Selected passage »

◇ ◇ ◇ ◇ ◇

Haemodynamic parameters (i.e., arterial pressure, heart rate and central venous pressure [CVP]), were recorded before and after each ECAD cycle. Cardiac output, intrathoracic blood volume index (ITBI), extravascular lung water index (ELWI) and systemic vascular resistance index were recorded if extended haemodynamic monitoring was implemented, using transpulmonary thermodilution (PiCCO; PULSION Medical Systems, Feldkirchen, Germany) [12]. PDRICG was assessed after intravenous injection of 0.25–0.5 mg/kg body weight of indocyanine green using pulse dye densitometry (LiMON; PULSION Medical Systems) [13]. HE grade using the Hepatic Encephalopathy Scoring Algorithm (HESA) [14] and the Glasgow Coma Scale score [15] and Ramsay score [16] were evaluated to detect neurological alterations. Acute Physiology and Chronic Health Evaluation II, Simplified Acute Physiology Score II and Sequential Organ Failure Assessment scores were assessed daily to evaluate illness severity and organ dysfunction [17].

Cytokine measurement

Bio-Plex Pro Human Cytokine 8-plex Assay (Bio-Rad Laboratories, Hercules, CA, USA) was used to detect human cytokines interleukin (IL)-2, IL-4, IL-6, IL-8, IL-10, granulocyte-macrophage colony-stimulating factor, interferon-γ and tumour necrosis factor-α according to the manufacturer’s instructions. Cytokines were measured and analysed on a Bio-Plex 200 system running the software Bio-Plex Manager 6.4 (Bio-Rad Laboratories). Seventy-five particles per cytokine species were collected and analysed. The standard curves were calculated using five-parameter logistic regression.

Albumin-binding capacity

To address available site II–specific binding capacity of albumin before and after each ECAD cycle, albumin-binding capacity (ABiC) was measured in plasma samples as previously described [18].

◇ ◇ ◇ ◇ ◇

Problem 1 » Retype the portion of the methods passage starting with "Cytokine measurement" and going on through "five-parameter logistic regression.".
Problem 2 »
Answer these questions from the methods passage:
(a) Which method was used to assess PDRICG after indocyanine green injection?
(b) How many particles per cytokine species were collected and analyzed?
(c) In what type of samples was albumin-binding capacity measured?
Problem 3 » Translate this sentence from the methods passage into Spanish: "The standard curves were calculated using five-parameter logistic regression."

◇ ◇ ◇ ◇ ◇

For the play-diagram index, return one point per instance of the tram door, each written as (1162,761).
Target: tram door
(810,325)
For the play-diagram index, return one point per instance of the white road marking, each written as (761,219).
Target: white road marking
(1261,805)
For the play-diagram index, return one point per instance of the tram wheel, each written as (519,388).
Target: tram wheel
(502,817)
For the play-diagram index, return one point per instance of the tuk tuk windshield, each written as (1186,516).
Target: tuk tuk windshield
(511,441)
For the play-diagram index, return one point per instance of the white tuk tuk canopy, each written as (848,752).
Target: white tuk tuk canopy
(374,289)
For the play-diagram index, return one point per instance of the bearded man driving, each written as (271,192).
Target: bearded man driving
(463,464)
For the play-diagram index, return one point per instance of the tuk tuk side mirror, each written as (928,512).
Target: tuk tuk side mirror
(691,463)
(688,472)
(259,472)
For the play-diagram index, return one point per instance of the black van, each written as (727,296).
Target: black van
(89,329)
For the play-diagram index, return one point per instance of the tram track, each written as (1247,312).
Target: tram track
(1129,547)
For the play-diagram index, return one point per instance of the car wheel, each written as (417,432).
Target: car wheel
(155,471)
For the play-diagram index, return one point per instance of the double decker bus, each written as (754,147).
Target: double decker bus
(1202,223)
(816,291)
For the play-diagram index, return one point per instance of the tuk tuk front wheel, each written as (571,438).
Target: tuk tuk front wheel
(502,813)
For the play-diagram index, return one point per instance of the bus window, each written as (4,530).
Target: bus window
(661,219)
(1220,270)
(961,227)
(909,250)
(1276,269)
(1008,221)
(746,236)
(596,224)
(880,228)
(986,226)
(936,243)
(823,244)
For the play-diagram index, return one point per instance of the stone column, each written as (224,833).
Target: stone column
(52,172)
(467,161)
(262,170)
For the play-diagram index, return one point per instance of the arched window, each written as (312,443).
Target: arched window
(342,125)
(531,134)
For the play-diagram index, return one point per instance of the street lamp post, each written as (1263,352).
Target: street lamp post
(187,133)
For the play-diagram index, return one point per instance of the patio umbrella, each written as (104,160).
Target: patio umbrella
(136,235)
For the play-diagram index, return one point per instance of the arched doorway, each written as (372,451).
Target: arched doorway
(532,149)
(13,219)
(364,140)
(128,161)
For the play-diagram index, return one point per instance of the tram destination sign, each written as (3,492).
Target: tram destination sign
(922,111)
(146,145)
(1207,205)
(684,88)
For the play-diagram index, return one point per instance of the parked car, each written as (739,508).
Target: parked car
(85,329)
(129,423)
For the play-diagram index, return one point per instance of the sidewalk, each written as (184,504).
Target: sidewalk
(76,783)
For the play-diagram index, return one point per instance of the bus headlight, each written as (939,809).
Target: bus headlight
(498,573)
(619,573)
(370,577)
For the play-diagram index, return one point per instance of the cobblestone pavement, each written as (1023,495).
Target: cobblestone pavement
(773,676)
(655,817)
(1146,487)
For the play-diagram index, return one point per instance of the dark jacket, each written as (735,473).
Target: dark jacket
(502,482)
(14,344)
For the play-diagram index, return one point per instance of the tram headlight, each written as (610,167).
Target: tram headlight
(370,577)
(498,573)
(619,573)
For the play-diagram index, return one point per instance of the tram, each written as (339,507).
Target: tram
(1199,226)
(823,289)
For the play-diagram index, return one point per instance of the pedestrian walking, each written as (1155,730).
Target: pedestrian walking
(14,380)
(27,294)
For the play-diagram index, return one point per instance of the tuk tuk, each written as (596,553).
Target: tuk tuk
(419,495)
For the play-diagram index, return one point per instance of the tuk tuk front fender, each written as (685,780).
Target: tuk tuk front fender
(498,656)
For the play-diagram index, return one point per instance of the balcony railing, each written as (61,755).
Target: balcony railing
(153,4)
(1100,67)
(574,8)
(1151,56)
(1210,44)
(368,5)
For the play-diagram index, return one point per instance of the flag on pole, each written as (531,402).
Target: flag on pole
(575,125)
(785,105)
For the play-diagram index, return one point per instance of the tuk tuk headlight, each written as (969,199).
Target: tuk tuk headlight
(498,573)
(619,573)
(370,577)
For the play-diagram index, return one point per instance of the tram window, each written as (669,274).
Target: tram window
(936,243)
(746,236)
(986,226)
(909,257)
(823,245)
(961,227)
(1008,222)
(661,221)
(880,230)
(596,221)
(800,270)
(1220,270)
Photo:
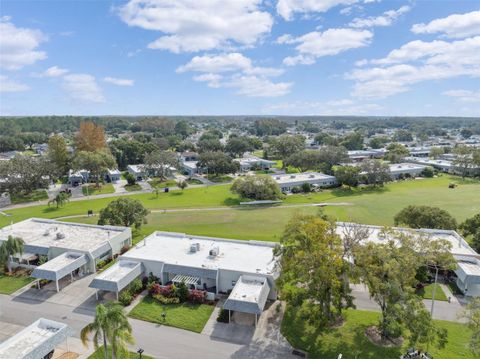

◇ ◇ ◇ ◇ ◇

Answer box 1 »
Cytokine measurement

Bio-Plex Pro Human Cytokine 8-plex Assay (Bio-Rad Laboratories, Hercules, CA, USA) was used to detect human cytokines interleukin (IL)-2, IL-4, IL-6, IL-8, IL-10, granulocyte-macrophage colony-stimulating factor, interferon-γ and tumour necrosis factor-α according to the manufacturer’s instructions. Cytokines were measured and analysed on a Bio-Plex 200 system running the software Bio-Plex Manager 6.4 (Bio-Rad Laboratories). Seventy-five particles per cytokine species were collected and analysed. The standard curves were calculated using five-parameter logistic regression.

Answer box 2 »
(a) Pulse dye densitometry (LiMON; PULSION Medical Systems)
(b) Seventy-five
(c) Plasma samples

Answer box 3 » Las curvas estándar se calcularon mediante regresión logística de cinco parámetros.